## BEGIN EXTRACTED RECORDS

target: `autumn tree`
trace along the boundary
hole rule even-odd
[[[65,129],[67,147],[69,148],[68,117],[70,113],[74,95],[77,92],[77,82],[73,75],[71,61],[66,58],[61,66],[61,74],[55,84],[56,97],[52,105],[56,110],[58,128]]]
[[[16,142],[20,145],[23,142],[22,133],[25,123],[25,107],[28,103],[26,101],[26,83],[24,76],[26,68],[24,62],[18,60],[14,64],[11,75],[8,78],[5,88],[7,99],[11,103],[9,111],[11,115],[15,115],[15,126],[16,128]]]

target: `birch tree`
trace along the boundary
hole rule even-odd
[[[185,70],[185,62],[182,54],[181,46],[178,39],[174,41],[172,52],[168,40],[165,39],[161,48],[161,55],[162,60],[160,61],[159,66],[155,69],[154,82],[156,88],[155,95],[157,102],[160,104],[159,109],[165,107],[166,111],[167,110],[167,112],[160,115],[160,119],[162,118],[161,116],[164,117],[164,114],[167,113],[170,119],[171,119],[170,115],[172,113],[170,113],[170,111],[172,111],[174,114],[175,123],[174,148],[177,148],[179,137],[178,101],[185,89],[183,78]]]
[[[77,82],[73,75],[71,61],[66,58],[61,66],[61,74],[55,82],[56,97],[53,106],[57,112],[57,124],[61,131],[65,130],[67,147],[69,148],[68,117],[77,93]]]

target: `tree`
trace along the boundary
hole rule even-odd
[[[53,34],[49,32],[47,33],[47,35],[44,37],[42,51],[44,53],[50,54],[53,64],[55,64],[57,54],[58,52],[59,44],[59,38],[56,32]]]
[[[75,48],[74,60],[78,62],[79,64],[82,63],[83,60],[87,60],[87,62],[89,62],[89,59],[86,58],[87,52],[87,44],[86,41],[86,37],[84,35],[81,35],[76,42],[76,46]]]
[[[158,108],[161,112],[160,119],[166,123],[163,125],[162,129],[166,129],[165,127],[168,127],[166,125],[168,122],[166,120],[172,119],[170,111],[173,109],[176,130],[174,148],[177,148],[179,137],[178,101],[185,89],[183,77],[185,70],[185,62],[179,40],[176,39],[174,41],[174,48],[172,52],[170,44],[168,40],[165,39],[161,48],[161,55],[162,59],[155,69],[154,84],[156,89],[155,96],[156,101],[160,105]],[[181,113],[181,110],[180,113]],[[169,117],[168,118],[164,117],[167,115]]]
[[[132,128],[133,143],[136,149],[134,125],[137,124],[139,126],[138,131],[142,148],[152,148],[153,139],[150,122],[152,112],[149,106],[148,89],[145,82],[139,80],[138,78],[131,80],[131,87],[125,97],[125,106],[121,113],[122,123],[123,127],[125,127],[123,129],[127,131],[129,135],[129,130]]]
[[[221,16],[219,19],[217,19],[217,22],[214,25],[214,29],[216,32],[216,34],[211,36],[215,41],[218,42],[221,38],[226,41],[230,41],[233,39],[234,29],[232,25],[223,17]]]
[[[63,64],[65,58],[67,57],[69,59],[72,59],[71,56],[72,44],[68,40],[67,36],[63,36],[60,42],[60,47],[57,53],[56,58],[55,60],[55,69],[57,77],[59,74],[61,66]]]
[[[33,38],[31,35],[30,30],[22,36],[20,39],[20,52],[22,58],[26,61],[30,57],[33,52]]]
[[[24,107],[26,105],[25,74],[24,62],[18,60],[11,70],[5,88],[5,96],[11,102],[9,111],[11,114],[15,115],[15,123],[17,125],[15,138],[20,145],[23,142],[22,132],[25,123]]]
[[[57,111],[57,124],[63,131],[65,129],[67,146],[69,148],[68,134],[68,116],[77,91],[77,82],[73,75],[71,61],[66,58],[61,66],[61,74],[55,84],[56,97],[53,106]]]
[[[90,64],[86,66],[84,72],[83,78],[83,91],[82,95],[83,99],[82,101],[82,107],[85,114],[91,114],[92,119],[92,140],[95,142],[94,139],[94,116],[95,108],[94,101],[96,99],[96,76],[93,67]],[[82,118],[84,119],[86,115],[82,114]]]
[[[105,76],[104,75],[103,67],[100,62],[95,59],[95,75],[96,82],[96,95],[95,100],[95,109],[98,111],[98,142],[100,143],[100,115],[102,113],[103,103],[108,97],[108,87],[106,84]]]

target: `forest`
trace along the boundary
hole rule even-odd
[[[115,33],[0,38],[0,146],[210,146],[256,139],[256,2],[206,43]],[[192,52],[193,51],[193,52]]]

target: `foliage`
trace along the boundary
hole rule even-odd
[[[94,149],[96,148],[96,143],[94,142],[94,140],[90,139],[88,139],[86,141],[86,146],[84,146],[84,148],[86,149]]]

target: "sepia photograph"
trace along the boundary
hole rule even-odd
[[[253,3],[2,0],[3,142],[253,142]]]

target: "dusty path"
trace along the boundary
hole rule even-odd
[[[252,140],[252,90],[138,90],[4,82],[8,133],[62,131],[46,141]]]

## END EXTRACTED RECORDS

# [REQUIRED TASK]
Return every line of the material above that contains the string "target". Treat the match as case-sensitive.

# [WORKED ANSWER]
target: `autumn tree`
target: `birch tree`
target: `tree`
target: `forest`
target: `foliage`
target: "sepia photograph"
target: "dusty path"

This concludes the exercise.